YOUR TASK ▸ Give the number of lines in the records below that include the word "baby", and add nothing to it.

RAW DATA ▸
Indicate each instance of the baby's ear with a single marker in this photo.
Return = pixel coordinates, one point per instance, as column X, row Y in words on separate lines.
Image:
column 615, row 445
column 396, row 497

==

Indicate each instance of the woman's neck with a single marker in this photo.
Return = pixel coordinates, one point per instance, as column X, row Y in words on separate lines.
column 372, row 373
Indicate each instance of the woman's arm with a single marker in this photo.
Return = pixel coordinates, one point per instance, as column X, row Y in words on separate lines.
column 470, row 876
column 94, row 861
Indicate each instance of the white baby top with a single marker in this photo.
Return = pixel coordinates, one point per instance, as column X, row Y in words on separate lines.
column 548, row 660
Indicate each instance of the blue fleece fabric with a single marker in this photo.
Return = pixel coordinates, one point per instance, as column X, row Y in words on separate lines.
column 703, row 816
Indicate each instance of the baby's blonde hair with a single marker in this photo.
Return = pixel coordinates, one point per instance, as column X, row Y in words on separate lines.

EXPECTED ANSWER ▸ 3